● Problem requirements
Show every line from the entries that follow which holds the word "crumb".

Content starts

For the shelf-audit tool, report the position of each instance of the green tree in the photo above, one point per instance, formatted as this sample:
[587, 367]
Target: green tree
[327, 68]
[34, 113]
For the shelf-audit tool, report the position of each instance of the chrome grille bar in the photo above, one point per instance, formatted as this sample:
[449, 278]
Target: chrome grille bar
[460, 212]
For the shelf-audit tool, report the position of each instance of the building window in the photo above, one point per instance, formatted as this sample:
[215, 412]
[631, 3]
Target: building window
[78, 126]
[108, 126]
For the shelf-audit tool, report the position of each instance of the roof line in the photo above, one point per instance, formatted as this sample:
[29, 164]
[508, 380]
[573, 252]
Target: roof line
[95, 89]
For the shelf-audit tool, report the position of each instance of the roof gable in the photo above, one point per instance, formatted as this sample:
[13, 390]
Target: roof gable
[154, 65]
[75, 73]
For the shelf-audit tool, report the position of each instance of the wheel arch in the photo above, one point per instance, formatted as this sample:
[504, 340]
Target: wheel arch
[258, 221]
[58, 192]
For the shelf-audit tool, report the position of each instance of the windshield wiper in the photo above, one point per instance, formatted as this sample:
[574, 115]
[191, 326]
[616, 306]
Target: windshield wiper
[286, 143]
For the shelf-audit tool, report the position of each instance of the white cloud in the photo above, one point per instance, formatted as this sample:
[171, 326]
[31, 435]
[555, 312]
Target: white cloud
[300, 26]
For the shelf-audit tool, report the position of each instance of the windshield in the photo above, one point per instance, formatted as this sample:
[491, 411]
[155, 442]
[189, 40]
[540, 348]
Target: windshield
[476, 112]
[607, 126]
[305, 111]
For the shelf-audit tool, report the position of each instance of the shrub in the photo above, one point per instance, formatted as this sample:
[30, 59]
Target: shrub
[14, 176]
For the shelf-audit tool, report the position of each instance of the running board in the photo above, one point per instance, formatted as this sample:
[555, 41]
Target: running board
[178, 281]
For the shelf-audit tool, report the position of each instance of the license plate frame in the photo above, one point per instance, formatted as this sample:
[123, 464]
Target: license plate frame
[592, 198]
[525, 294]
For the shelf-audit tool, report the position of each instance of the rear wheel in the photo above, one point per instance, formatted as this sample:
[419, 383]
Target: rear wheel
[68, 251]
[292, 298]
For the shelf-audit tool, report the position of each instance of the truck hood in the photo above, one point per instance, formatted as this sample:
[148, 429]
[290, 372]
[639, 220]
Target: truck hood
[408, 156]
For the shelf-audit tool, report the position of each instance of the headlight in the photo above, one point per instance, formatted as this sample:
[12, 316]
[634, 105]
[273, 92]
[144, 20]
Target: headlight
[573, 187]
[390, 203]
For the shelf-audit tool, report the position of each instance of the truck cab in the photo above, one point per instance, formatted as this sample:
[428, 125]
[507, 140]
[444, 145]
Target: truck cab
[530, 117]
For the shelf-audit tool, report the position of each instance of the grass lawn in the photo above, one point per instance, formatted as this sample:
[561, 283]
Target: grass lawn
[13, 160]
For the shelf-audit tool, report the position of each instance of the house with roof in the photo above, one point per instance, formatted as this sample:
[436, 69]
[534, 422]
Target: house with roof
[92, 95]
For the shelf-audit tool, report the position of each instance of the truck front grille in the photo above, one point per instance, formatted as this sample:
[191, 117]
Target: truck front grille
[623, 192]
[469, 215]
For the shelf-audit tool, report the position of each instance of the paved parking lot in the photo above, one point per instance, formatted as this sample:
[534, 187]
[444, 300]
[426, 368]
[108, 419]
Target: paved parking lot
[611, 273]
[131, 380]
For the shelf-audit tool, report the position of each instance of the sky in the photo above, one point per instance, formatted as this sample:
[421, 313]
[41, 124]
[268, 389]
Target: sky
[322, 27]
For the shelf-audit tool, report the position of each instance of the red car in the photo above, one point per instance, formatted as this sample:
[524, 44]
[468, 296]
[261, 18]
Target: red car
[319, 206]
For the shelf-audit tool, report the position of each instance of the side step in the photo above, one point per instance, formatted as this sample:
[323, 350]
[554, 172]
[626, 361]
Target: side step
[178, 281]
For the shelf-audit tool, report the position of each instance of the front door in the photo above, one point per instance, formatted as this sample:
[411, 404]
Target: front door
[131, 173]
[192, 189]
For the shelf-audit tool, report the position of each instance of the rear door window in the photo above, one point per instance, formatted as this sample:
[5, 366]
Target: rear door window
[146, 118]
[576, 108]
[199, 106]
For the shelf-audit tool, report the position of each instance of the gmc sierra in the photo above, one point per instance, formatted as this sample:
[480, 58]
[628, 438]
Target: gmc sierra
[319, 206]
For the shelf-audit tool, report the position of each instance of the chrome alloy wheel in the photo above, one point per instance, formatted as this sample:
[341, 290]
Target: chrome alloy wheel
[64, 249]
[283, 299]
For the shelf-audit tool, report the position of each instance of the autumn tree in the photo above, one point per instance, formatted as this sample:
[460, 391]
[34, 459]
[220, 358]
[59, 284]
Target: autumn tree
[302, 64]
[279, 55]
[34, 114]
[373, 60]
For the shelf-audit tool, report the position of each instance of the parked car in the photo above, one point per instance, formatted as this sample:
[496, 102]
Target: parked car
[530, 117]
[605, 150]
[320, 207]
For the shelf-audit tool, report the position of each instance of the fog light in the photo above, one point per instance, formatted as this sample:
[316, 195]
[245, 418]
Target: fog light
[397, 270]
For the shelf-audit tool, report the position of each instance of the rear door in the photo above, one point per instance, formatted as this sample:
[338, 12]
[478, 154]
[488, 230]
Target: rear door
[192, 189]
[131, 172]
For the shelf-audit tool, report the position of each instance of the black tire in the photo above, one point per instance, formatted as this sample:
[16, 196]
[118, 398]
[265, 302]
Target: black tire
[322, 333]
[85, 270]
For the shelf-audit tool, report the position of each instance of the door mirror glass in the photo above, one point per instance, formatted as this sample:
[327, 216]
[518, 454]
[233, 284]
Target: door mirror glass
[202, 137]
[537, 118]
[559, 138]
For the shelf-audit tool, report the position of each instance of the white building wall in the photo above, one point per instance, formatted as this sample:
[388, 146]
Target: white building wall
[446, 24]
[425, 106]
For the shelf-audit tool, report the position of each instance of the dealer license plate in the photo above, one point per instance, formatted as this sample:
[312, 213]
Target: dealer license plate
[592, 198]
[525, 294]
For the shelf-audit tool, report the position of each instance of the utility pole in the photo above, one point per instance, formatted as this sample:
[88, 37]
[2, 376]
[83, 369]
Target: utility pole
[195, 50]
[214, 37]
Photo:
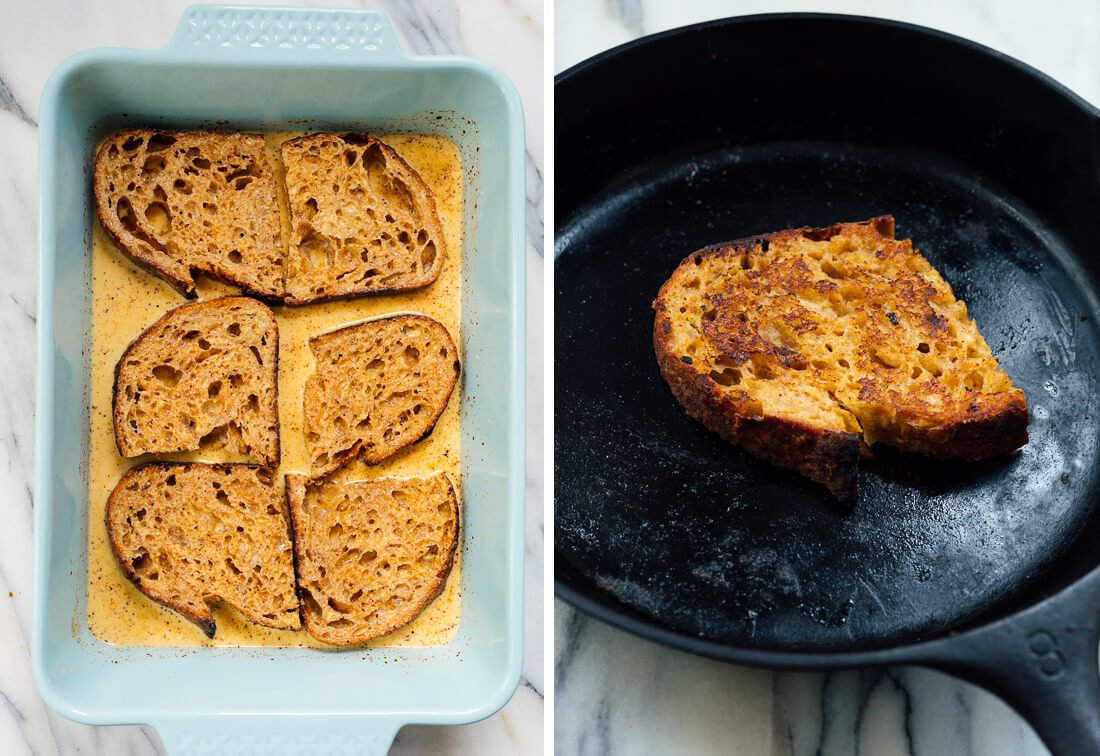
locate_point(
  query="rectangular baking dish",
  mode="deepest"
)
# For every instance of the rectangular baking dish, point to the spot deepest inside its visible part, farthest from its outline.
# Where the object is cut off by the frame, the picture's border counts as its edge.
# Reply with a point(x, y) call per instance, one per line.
point(285, 69)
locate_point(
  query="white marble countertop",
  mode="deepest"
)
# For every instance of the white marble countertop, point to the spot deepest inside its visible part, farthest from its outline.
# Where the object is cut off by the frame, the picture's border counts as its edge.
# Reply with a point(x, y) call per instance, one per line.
point(34, 37)
point(615, 693)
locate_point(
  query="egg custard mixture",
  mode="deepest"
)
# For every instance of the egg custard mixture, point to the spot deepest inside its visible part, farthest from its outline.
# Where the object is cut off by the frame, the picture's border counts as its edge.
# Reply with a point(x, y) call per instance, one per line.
point(127, 299)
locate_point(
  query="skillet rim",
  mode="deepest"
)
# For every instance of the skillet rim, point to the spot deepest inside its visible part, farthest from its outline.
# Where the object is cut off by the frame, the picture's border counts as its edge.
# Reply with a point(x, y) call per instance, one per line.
point(919, 650)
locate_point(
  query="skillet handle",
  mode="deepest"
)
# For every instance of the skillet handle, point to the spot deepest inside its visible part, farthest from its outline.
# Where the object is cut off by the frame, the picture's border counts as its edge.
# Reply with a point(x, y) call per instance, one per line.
point(1043, 663)
point(274, 735)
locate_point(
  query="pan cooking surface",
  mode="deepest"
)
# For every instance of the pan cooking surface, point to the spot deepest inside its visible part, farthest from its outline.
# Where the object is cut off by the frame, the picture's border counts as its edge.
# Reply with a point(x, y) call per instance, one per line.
point(671, 521)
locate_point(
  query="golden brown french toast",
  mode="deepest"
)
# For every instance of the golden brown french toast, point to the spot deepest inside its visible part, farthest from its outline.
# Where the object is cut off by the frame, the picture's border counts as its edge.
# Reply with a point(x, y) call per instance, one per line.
point(809, 346)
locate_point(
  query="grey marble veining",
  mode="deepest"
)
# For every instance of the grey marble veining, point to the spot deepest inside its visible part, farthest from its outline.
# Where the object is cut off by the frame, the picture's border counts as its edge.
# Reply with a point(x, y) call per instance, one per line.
point(34, 39)
point(619, 694)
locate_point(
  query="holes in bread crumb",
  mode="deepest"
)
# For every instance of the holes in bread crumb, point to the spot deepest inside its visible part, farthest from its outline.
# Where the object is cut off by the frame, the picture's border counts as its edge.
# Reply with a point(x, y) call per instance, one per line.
point(167, 374)
point(154, 164)
point(160, 142)
point(157, 216)
point(215, 437)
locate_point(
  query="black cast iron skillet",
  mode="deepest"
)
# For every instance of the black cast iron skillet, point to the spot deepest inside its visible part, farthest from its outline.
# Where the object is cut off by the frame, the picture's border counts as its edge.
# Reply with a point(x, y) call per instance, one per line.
point(746, 125)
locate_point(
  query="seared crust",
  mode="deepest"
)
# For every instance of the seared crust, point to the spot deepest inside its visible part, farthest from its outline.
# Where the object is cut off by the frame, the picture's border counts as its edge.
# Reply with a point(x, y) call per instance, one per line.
point(131, 492)
point(132, 442)
point(825, 457)
point(387, 516)
point(904, 365)
point(175, 253)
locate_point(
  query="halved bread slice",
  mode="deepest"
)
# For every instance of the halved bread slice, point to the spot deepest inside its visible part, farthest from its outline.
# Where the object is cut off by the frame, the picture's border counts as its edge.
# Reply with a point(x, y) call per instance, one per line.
point(184, 201)
point(378, 386)
point(362, 220)
point(807, 344)
point(189, 535)
point(371, 555)
point(201, 376)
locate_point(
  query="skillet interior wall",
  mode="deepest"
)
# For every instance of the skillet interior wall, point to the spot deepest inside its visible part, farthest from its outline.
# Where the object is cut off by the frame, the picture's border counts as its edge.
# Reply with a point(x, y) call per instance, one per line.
point(828, 84)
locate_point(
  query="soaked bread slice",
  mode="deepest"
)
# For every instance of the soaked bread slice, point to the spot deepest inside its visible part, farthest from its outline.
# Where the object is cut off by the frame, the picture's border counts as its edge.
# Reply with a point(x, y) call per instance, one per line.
point(806, 346)
point(202, 376)
point(372, 555)
point(184, 201)
point(378, 386)
point(362, 220)
point(190, 535)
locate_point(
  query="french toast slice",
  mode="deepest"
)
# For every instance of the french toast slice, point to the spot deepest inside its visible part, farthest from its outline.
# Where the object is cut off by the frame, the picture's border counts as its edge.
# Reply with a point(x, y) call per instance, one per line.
point(362, 220)
point(191, 534)
point(806, 347)
point(371, 555)
point(202, 376)
point(378, 386)
point(177, 203)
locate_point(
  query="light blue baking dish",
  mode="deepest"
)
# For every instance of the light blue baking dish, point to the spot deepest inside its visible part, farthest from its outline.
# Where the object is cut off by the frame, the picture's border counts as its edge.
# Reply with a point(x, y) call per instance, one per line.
point(265, 68)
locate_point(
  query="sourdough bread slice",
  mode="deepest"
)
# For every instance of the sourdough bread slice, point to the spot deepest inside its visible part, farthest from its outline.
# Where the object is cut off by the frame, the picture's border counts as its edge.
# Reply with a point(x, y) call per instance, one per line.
point(201, 376)
point(806, 346)
point(362, 220)
point(378, 386)
point(189, 535)
point(371, 555)
point(185, 201)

Content ends

● Result of this exercise
  query="holes in bread crumb",
# For every instance of the holes in bread crumb, point to the spot deepest inside its visible part, farthest from its outline.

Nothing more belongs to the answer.